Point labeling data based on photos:
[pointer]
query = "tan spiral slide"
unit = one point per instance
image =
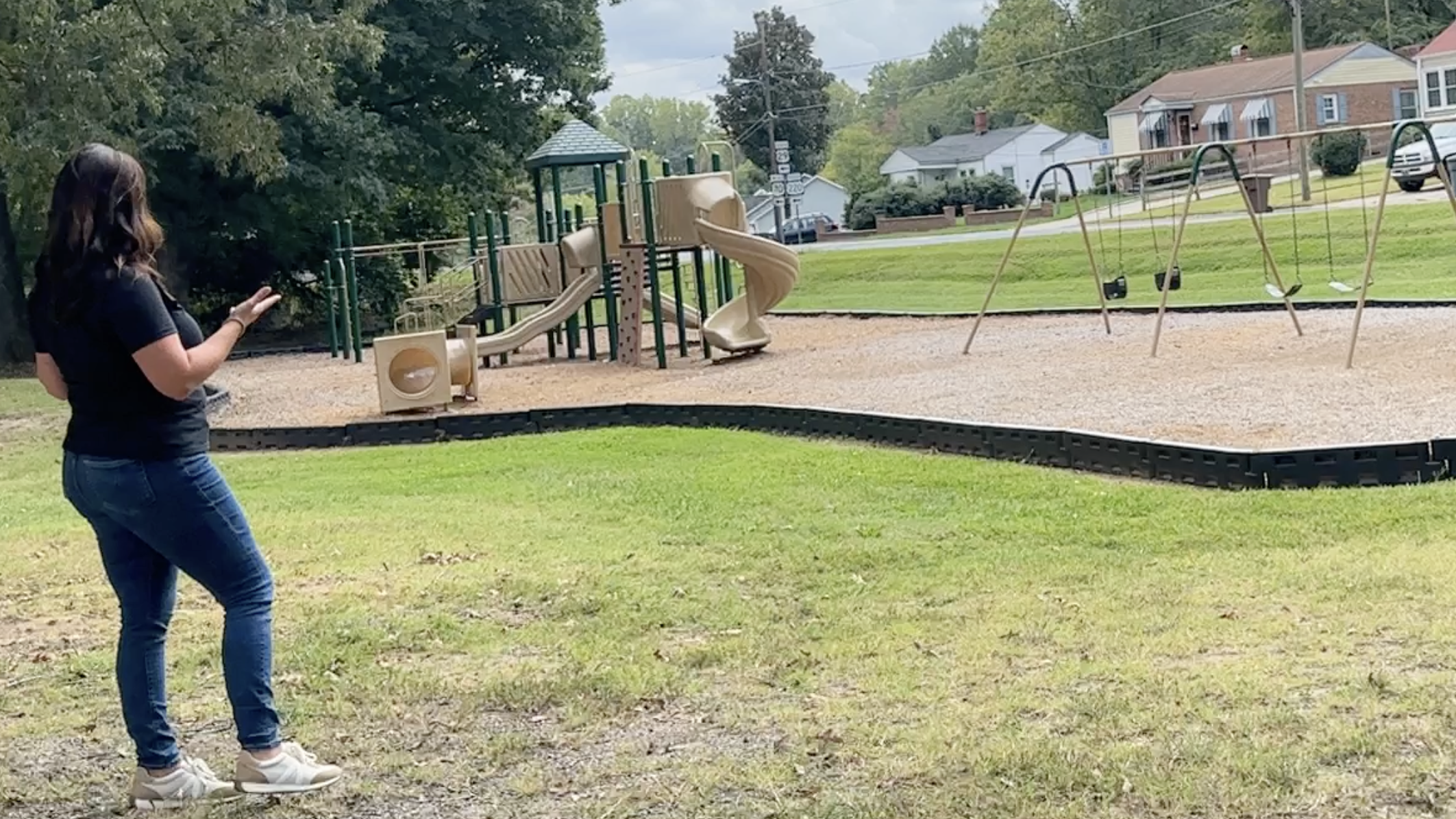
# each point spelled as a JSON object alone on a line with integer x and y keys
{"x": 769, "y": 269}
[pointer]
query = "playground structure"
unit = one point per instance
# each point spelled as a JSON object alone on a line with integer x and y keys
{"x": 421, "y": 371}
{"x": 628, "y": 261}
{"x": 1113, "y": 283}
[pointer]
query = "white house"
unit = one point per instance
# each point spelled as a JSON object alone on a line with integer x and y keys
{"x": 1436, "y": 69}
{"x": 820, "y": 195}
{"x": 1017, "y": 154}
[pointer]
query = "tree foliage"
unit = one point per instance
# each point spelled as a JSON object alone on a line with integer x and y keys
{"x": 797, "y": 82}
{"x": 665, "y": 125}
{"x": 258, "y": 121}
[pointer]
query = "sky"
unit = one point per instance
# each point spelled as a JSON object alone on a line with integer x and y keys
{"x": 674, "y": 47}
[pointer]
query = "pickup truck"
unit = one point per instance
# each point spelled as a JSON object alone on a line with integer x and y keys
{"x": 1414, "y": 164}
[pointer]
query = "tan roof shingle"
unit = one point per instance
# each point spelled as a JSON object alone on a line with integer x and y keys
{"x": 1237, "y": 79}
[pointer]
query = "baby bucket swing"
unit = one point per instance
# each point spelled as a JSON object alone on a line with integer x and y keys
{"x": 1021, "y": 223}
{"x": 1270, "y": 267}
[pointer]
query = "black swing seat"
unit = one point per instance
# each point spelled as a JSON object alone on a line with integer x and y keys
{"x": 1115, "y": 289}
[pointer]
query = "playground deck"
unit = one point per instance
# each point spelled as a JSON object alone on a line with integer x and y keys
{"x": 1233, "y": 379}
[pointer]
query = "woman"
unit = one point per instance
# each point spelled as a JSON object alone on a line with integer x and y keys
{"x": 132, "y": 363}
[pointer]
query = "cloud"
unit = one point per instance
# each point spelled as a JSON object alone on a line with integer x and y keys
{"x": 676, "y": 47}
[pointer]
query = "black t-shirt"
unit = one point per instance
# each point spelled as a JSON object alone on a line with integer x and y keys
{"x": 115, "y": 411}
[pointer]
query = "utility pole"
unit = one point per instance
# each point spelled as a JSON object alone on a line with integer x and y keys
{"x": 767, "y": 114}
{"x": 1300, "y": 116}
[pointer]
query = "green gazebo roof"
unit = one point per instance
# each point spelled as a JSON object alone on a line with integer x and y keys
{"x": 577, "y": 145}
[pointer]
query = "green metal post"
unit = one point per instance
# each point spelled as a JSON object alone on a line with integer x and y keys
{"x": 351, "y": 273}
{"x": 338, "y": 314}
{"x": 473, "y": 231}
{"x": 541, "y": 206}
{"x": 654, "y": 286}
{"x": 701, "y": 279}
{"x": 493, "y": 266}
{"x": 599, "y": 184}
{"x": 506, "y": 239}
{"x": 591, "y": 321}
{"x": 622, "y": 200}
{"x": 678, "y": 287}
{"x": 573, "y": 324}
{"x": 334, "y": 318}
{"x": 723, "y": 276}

▶ [What the task requires] Filter the material above down to the lines that contain the string "swing", and copy each such line. Treat uppercase and lowercase as different.

▶ [The reply]
query = "baby bucket swing"
query = "black swing seat"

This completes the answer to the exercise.